Données fournies:
■ ■ ■ ■ ■

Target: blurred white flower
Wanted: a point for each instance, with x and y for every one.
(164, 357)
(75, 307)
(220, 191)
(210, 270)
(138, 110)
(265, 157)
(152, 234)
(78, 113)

■ ■ ■ ■ ■

Problème à résoudre: Exprimez les items ci-dessus sous forme de CSV à deux colonnes intitulées « consigne » et « réponse », avec une ligne par item. Placez le texte et la réponse chacun dans un seul champ entre guillemets, en remplaçant les sauts de ligne par des espaces.

Sortie complète:
consigne,réponse
"Target: blurred white flower Wanted: a point for each instance, with x and y for every one.","(164, 357) (75, 307) (220, 191) (210, 270) (138, 110) (265, 157) (152, 234) (78, 113)"